What you need to do:
This exercise calls for the records to be returned exactly, with images removed.

Segment Start: Supplied records

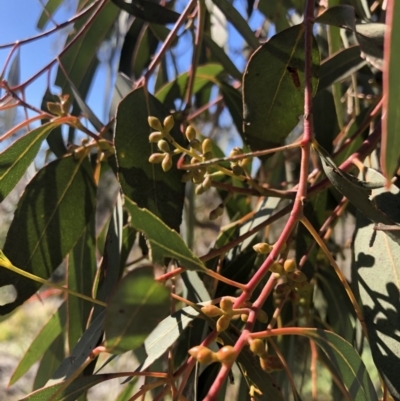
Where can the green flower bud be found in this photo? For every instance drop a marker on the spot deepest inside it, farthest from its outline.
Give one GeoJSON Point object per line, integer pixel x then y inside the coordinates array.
{"type": "Point", "coordinates": [227, 354]}
{"type": "Point", "coordinates": [203, 354]}
{"type": "Point", "coordinates": [212, 311]}
{"type": "Point", "coordinates": [219, 211]}
{"type": "Point", "coordinates": [289, 265]}
{"type": "Point", "coordinates": [167, 162]}
{"type": "Point", "coordinates": [163, 145]}
{"type": "Point", "coordinates": [155, 136]}
{"type": "Point", "coordinates": [195, 144]}
{"type": "Point", "coordinates": [237, 170]}
{"type": "Point", "coordinates": [168, 123]}
{"type": "Point", "coordinates": [257, 346]}
{"type": "Point", "coordinates": [206, 146]}
{"type": "Point", "coordinates": [156, 158]}
{"type": "Point", "coordinates": [154, 123]}
{"type": "Point", "coordinates": [223, 323]}
{"type": "Point", "coordinates": [263, 248]}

Segment End: Supplied records

Exercise solution:
Where can the green flower bud be found in this photo? For every instance drop a marker on the spot deepest inside it, farthest from its outline.
Give one GeoJSON Point object per line, integer pixel x then y inside the coordinates array.
{"type": "Point", "coordinates": [227, 354]}
{"type": "Point", "coordinates": [203, 354]}
{"type": "Point", "coordinates": [212, 311]}
{"type": "Point", "coordinates": [219, 211]}
{"type": "Point", "coordinates": [289, 265]}
{"type": "Point", "coordinates": [167, 162]}
{"type": "Point", "coordinates": [163, 145]}
{"type": "Point", "coordinates": [155, 136]}
{"type": "Point", "coordinates": [195, 144]}
{"type": "Point", "coordinates": [237, 170]}
{"type": "Point", "coordinates": [168, 123]}
{"type": "Point", "coordinates": [257, 346]}
{"type": "Point", "coordinates": [206, 146]}
{"type": "Point", "coordinates": [156, 158]}
{"type": "Point", "coordinates": [154, 123]}
{"type": "Point", "coordinates": [223, 323]}
{"type": "Point", "coordinates": [263, 248]}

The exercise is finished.